It is hard to overemphasize how much I loved Grey’s Anatomy in high school. I loved it superstitiously. Due to a weird set of coincidences, I truly believed that if Grey’s Anatomy wasn’t new that week, I would have a bad week. At the time, it aired on Sunday nights, and I took it as an omen. I would show up to school Monday morning filled with dread after a rerun.
I don’t blame Shonda Rhimes for my misfortunes anymore. But hours (or, more accurately, probably days) of watching Grey's, Scrubs, and other medical TV shows has still shaped my life, if research is any indication. Several studies have shown that people who watch a lot of medical shows are more likely to believe certain things about doctors, and about healthcare.
Admittedly, these medical shows provide a skewed image of the healthcare system at best. Surely no hospital has had as many romantic pairings as the doctors on Grey’s (whose 11th season starts next month), and I have to imagine bedpan racing in the workplace is … frowned upon.
Though you might think that people are perfectly capable of separating television from reality, cultivation theory suggests they cannot, entirely. The theory goes that the social reality people are exposed to on TV shapes their attitudes toward real social reality, and it does so, of course, in subtle and complicated ways that are hard to nail down. Prevailing societal attitudes obviously influence what goes on TV, too, further complicating the relationship.

• • • • • • •

__Assignment__: From the passage on medical television shows, rewrite everything from "I don’t blame" down to "is … frowned upon.", replacing "doctors" with "physicians".

• • • • • • •

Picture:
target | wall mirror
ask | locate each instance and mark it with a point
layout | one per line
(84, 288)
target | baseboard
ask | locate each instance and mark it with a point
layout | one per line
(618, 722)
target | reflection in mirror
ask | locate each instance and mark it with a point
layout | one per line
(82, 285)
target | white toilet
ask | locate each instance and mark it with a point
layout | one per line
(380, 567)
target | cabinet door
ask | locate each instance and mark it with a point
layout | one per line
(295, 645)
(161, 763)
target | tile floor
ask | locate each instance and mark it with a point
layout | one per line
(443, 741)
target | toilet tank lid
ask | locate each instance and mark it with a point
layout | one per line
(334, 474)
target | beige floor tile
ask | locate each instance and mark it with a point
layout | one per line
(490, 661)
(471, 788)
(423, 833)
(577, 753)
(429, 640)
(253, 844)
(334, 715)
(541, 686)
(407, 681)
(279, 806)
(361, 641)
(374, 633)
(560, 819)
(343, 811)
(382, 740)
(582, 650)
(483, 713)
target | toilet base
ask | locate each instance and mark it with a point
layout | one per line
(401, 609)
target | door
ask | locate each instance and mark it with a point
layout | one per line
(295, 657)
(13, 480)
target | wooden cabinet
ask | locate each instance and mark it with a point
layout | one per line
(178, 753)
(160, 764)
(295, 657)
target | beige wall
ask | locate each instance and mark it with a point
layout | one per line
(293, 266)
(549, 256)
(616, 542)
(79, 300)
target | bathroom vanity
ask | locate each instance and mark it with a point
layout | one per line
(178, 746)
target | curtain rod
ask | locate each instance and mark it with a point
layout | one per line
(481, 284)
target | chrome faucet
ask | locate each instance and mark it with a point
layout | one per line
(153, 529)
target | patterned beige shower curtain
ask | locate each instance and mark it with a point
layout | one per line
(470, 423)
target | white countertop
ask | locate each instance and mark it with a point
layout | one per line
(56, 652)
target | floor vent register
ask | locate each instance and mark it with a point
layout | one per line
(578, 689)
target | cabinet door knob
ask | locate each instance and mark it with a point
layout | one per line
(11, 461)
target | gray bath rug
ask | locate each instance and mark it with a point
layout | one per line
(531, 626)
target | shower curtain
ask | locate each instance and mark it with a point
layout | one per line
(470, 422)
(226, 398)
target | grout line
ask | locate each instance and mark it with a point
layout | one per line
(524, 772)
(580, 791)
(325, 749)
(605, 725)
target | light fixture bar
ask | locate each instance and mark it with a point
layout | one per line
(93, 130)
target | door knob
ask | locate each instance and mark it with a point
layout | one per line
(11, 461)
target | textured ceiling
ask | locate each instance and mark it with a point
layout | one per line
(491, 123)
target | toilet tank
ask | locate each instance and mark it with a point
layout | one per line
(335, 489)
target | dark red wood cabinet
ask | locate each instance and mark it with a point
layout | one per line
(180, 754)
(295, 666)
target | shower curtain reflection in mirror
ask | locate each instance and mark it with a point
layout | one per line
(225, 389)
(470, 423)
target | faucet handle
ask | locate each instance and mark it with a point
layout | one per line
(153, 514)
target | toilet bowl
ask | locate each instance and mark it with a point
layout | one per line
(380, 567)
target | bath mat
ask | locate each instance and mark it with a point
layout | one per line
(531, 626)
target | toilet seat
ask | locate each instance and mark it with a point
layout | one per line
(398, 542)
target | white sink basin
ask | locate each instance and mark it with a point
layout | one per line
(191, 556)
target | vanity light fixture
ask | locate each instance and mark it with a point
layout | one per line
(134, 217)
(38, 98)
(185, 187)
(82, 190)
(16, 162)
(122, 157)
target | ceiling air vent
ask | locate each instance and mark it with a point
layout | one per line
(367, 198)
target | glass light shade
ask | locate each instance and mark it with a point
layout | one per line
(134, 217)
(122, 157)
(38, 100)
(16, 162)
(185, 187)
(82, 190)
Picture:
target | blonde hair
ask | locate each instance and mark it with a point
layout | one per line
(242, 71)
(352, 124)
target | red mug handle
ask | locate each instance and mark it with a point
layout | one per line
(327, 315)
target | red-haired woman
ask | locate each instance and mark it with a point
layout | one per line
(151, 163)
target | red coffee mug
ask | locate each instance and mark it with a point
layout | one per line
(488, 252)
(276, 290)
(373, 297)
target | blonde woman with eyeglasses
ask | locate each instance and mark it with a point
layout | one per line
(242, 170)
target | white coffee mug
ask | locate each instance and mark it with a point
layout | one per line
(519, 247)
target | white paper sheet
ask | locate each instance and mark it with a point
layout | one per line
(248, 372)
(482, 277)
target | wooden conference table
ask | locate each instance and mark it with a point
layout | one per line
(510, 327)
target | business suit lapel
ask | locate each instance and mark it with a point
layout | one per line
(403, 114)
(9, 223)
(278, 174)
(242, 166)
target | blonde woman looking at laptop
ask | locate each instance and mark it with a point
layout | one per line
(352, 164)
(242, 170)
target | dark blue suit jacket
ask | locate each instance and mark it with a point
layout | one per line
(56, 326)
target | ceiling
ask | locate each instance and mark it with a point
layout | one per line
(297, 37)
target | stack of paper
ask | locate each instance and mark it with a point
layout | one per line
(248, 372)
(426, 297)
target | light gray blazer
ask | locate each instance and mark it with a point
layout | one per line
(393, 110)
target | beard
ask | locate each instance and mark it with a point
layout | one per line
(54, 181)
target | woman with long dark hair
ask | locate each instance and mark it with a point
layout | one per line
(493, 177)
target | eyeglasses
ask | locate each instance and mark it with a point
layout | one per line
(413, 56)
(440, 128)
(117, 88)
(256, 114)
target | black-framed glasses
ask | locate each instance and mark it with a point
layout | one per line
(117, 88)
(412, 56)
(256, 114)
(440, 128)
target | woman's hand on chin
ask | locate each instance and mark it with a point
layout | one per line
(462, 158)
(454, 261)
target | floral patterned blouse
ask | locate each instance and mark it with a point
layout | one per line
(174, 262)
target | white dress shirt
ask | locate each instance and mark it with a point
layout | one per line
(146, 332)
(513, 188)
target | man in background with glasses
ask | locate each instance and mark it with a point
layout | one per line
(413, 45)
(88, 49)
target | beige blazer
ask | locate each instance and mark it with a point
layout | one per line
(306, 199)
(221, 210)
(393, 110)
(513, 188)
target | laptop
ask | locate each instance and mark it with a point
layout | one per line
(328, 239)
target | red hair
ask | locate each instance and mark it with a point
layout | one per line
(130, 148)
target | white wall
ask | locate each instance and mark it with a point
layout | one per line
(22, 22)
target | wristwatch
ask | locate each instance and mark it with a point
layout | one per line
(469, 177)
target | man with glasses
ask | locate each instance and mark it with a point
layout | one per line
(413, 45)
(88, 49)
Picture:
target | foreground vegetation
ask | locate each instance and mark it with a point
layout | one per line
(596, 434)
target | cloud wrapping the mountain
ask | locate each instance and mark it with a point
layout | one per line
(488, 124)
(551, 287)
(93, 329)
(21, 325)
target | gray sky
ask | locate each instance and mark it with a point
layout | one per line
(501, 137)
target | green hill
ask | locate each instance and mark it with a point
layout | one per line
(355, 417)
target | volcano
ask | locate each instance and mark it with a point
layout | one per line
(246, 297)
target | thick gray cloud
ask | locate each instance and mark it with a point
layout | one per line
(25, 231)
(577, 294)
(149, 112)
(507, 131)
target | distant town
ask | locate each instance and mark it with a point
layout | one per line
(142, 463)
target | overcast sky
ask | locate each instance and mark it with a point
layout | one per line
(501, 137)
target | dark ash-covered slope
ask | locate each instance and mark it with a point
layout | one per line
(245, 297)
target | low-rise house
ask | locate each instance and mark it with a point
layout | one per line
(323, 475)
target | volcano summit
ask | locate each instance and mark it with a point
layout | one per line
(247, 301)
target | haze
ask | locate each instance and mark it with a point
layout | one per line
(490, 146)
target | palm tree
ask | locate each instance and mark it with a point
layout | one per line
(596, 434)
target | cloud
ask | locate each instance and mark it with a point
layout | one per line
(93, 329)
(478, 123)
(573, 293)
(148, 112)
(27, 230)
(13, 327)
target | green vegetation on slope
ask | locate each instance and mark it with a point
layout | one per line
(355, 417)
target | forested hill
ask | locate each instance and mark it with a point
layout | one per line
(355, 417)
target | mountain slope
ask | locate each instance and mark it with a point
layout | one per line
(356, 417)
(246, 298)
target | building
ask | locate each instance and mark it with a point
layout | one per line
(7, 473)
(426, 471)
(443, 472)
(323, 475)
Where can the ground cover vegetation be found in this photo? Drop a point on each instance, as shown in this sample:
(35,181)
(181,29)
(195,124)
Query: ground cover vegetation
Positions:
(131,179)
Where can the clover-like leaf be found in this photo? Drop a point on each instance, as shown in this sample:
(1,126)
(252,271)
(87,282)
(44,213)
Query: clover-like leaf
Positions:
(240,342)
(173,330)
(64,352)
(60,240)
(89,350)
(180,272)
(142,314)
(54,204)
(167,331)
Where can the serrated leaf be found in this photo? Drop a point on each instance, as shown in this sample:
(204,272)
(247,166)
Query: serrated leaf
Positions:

• • • • • • •

__Task response__:
I don’t blame Shonda Rhimes for my misfortunes anymore. But hours (or, more accurately, probably days) of watching Grey's, Scrubs, and other medical TV shows has still shaped my life, if research is any indication. Several studies have shown that people who watch a lot of medical shows are more likely to believe certain things about physicians, and about healthcare.
Admittedly, these medical shows provide a skewed image of the healthcare system at best. Surely no hospital has had as many romantic pairings as the physicians on Grey’s (whose 11th season starts next month), and I have to imagine bedpan racing in the workplace is … frowned upon.